### Aim of the task
Please show all lines of the records that include "ceiling".
___ Extracted material ___
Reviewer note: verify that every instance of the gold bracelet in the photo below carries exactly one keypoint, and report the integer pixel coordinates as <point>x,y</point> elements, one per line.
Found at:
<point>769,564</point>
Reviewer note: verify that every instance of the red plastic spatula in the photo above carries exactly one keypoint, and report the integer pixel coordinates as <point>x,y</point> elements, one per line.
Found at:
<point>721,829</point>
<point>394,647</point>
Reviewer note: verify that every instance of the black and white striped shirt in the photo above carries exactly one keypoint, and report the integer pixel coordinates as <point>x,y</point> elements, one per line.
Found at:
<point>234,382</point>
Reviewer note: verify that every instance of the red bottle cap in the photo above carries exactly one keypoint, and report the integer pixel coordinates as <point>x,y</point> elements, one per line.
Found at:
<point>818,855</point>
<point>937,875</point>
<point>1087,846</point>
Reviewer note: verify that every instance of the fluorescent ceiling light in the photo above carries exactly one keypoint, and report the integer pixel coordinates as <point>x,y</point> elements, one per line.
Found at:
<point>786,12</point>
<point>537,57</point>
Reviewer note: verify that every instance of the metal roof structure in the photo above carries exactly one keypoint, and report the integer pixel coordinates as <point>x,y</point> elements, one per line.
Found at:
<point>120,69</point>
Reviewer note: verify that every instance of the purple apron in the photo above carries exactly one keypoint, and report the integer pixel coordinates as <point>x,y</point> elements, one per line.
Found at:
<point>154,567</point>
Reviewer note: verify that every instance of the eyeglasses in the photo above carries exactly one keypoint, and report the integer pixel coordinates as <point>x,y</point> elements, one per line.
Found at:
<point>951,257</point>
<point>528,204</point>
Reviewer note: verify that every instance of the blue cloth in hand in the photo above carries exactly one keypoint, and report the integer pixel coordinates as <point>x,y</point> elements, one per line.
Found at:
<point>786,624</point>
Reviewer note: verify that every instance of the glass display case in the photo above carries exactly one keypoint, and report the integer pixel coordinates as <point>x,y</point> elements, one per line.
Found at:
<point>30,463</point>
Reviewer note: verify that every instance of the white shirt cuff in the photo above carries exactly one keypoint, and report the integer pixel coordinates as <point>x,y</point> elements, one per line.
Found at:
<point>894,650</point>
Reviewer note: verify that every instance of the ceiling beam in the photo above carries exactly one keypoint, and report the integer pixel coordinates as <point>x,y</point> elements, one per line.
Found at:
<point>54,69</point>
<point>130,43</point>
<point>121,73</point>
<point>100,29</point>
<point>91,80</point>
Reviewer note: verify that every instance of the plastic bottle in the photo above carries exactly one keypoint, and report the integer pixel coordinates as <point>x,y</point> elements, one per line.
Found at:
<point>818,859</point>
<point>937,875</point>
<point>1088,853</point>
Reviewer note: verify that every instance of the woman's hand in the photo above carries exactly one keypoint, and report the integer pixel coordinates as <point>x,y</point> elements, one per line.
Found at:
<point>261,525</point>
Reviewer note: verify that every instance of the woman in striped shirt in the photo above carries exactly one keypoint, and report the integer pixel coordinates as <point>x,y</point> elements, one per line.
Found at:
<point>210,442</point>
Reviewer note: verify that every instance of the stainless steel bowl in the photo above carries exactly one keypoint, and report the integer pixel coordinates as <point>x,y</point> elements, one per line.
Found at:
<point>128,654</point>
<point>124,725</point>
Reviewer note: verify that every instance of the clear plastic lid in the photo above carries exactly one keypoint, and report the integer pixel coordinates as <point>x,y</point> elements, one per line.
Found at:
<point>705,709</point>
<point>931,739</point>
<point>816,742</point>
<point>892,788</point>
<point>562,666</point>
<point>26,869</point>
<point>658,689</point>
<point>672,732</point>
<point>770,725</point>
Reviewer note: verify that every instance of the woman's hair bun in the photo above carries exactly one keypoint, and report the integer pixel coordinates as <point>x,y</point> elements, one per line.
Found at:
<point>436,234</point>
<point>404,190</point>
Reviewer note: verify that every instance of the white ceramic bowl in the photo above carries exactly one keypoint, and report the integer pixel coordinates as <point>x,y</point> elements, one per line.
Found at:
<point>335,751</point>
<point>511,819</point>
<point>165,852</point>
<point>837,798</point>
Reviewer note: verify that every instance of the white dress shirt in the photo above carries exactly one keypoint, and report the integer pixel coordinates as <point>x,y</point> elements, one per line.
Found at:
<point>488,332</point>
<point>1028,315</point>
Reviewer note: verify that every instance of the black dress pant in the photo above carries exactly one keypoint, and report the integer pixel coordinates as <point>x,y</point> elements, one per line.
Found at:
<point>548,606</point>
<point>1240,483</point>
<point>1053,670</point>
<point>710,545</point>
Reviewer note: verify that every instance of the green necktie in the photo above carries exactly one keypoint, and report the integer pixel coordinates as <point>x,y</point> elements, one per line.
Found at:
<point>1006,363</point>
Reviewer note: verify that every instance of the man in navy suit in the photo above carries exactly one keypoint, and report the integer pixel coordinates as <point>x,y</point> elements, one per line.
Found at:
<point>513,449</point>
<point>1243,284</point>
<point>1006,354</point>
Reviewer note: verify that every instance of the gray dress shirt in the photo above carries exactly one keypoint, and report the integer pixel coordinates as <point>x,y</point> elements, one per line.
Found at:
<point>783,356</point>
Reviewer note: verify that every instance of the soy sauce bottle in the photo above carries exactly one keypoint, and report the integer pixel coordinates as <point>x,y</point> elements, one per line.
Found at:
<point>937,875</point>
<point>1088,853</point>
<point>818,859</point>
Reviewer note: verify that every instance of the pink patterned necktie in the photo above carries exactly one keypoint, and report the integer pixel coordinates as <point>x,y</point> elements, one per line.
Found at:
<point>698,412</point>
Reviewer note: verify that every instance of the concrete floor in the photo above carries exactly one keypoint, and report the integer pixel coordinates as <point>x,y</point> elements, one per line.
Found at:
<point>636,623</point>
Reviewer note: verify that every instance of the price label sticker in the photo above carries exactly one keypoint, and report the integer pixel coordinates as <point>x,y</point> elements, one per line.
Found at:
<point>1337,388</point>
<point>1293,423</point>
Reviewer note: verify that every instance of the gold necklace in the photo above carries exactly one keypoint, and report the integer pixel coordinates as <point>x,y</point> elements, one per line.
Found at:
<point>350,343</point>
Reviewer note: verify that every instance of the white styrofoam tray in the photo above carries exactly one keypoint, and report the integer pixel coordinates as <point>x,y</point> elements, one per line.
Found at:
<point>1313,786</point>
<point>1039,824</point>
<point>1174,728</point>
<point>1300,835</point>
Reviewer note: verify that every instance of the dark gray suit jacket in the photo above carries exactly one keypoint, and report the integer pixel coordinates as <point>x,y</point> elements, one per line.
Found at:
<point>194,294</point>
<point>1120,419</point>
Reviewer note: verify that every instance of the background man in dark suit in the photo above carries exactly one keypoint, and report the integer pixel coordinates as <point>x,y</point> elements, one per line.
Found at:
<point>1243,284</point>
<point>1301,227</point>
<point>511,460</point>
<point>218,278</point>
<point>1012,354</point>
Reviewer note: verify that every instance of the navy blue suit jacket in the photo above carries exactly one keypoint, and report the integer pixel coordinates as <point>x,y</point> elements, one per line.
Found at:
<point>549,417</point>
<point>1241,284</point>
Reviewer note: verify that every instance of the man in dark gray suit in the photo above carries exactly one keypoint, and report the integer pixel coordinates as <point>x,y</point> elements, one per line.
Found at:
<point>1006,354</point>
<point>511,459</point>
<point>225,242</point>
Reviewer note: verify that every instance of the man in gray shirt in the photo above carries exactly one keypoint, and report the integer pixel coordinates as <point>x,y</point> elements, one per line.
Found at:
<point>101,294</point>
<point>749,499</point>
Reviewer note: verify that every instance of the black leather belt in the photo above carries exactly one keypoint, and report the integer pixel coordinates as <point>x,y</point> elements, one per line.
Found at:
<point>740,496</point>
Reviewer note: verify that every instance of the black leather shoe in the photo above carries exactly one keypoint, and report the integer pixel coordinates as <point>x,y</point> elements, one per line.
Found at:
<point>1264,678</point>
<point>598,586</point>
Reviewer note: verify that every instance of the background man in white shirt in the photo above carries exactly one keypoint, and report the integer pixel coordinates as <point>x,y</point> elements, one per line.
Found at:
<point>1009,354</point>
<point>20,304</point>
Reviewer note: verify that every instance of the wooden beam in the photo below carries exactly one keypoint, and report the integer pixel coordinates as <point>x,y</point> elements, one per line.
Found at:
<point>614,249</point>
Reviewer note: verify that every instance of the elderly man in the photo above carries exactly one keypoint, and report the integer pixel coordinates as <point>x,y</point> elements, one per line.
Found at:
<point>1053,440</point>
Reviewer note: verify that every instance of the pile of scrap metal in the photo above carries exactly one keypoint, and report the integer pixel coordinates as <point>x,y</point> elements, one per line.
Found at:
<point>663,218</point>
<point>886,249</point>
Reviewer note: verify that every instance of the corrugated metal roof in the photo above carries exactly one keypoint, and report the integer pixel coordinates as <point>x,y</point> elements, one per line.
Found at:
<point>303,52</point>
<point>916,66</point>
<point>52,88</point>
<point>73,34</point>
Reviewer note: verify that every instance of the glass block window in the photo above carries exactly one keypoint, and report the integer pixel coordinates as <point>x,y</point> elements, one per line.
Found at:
___
### Task answer
Reviewer note: verify that every instance of the fluorescent ceiling light in the photo above carries exactly one keypoint, and report the integer pixel coordinates as <point>x,y</point> elements, one per line.
Reviewer note: verify that every instance of the ceiling beam in the photo above carries exactly one keypoint, and report the integer pixel coordinates as <point>x,y</point> elements, one per line.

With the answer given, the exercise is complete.